-- DATA PROVIDED follows --

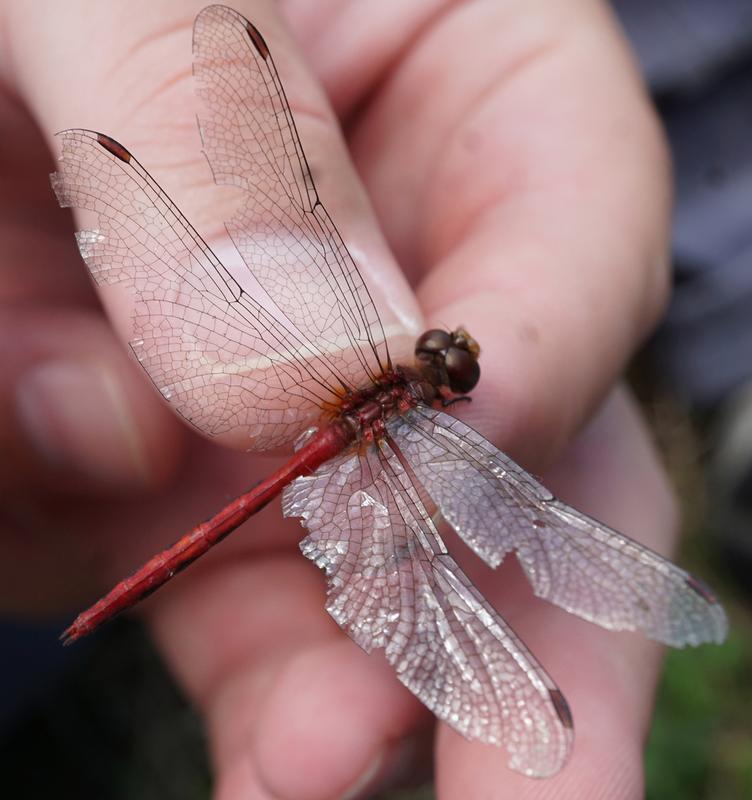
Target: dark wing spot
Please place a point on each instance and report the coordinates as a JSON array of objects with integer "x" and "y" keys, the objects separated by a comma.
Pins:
[
  {"x": 113, "y": 147},
  {"x": 258, "y": 41},
  {"x": 702, "y": 589},
  {"x": 562, "y": 708},
  {"x": 642, "y": 605}
]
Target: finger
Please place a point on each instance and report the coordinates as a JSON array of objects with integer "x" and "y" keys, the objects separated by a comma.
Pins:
[
  {"x": 528, "y": 199},
  {"x": 73, "y": 411},
  {"x": 607, "y": 678},
  {"x": 293, "y": 706},
  {"x": 154, "y": 112}
]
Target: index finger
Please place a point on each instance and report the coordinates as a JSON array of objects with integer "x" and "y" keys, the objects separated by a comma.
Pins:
[{"x": 528, "y": 199}]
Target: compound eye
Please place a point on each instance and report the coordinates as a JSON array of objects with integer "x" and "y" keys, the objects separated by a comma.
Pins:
[
  {"x": 434, "y": 341},
  {"x": 462, "y": 369}
]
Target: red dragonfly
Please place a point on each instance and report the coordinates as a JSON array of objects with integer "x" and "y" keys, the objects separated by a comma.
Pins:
[{"x": 378, "y": 461}]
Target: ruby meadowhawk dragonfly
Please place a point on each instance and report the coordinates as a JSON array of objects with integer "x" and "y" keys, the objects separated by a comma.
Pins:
[{"x": 378, "y": 460}]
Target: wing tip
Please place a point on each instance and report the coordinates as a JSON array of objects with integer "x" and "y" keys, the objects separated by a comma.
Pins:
[{"x": 257, "y": 40}]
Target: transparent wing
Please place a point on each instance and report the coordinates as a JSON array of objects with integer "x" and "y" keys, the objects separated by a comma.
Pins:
[
  {"x": 282, "y": 231},
  {"x": 226, "y": 365},
  {"x": 570, "y": 559},
  {"x": 392, "y": 585}
]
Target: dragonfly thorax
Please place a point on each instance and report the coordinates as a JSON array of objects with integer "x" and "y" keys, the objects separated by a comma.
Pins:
[{"x": 448, "y": 359}]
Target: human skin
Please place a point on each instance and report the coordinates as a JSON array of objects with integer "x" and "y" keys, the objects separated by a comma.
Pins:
[{"x": 519, "y": 177}]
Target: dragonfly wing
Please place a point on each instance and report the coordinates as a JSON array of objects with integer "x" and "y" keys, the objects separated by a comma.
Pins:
[
  {"x": 224, "y": 363},
  {"x": 281, "y": 230},
  {"x": 571, "y": 560},
  {"x": 392, "y": 585}
]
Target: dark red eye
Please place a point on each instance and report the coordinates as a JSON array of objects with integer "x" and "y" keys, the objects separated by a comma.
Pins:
[
  {"x": 434, "y": 341},
  {"x": 462, "y": 369}
]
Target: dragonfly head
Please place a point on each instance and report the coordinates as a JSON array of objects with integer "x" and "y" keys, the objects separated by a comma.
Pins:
[{"x": 449, "y": 359}]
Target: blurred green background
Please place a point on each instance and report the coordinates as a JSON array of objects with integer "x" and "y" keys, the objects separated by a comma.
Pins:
[{"x": 114, "y": 725}]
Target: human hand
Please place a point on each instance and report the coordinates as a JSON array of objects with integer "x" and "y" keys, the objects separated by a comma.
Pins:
[{"x": 525, "y": 196}]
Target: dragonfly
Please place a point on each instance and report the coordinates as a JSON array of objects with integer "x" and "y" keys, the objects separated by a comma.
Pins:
[{"x": 378, "y": 461}]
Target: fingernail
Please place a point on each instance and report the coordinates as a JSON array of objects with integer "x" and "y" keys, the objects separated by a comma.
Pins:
[{"x": 75, "y": 416}]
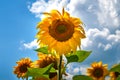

-- DATA PROVIDED concluded --

■ EXERCISE INSTRUCTIONS: Give back the entries verbatim. Do not include any picture.

■ ANSWER TO THE EXERCISE:
Target: dark wing spot
Please place a point on each instance and report the coordinates as a JSON array of objects with integer "x" and "y" keys, the objects separated by a comma.
Pins:
[
  {"x": 113, "y": 147},
  {"x": 258, "y": 41},
  {"x": 702, "y": 589},
  {"x": 562, "y": 708},
  {"x": 642, "y": 605}
]
Target: finger
Please place a point on each instance and report the coordinates as a JSON array of objects with integer "x" and "y" keys, the objects separated by a comma.
Pins:
[
  {"x": 528, "y": 199},
  {"x": 73, "y": 411},
  {"x": 607, "y": 678},
  {"x": 293, "y": 706},
  {"x": 154, "y": 112}
]
Target: index finger
Please place a point on each instance and report the coordinates as a JSON array of objects with integer "x" and "y" keys, the objects separated by a comma.
Pins:
[{"x": 528, "y": 199}]
Target: compound eye
Please place a point on each instance and report the coordinates as a JSON array of objects with integer "x" and "y" keys, the objects separated by a comma.
Pins:
[
  {"x": 434, "y": 341},
  {"x": 462, "y": 369}
]
Target: red dragonfly
Please place a point on each instance and report the coordinates as a JSON array of objects with integer "x" and "y" keys, the objects separated by a comma.
Pins:
[{"x": 378, "y": 461}]
Target: ruby meadowhawk dragonfly
Please place a point on each instance and report the coordinates as a JSON array of objects with integer "x" and "y" keys, the objects separated by a comma.
Pins:
[{"x": 378, "y": 460}]
Target: wing tip
Please place a point on each instance and report the coordinates as a JSON array of objects with integer "x" and "y" keys, the objects separated by a comma.
Pins:
[{"x": 257, "y": 40}]
Target: transparent wing
Please place a point on each instance and report the coordinates as a JSON array of objects with integer "x" and "y" keys, the objects separated by a comma.
Pins:
[
  {"x": 282, "y": 231},
  {"x": 226, "y": 365},
  {"x": 570, "y": 559},
  {"x": 392, "y": 585}
]
Target: dragonfly thorax
Please place a point on each instance and report the coordinates as a JSON array of objects with integer "x" and "y" keys, the objects separated by a comma.
Pins:
[{"x": 448, "y": 359}]
Target: human skin
Please place a point on each instance and report the coordinates as a JSON array of objects with integer "x" and "y" keys, the objects separated by a comma.
Pins:
[{"x": 519, "y": 177}]
Target: dragonfly wing
Please place a point on each instance and report the coordinates as a JSON array of objects with integer "x" and "y" keys, the objects separated by a comma.
Pins:
[
  {"x": 224, "y": 363},
  {"x": 281, "y": 230},
  {"x": 571, "y": 560},
  {"x": 392, "y": 585}
]
Target: dark red eye
Please place a point on each instance and report the coordinates as a JSON array of objects with integer "x" and "y" keys, the objects separated by a comma.
Pins:
[
  {"x": 434, "y": 341},
  {"x": 462, "y": 369}
]
Target: dragonfly head
Please place a point on each instance and report the coordinates as a JSON array of objects with integer "x" and "y" keys, the objects separated by a comma.
Pins:
[{"x": 449, "y": 359}]
Target: blurred green background
Please place a point on each instance and report the coordinates as a JSON array of objects with integer "x" and "y" keys, the objects separated by a comma.
Pins:
[{"x": 114, "y": 725}]
Target: human hand
Please place a point on each instance and report the coordinates as a JSON array of objects with integer "x" and "y" keys, the objects separated by a comma.
Pins:
[{"x": 525, "y": 196}]
Target: dragonfly
Please place a point on each instance and report the coordinates as a JSON array of objects with integer "x" and "y" keys, the objects separated by a comma.
Pins:
[{"x": 378, "y": 461}]
Target: fingernail
Please place a point on each instance and report the coordinates as a JSON array of objects with integer "x" and "y" keys, the objects separated by a comma.
Pins:
[{"x": 75, "y": 416}]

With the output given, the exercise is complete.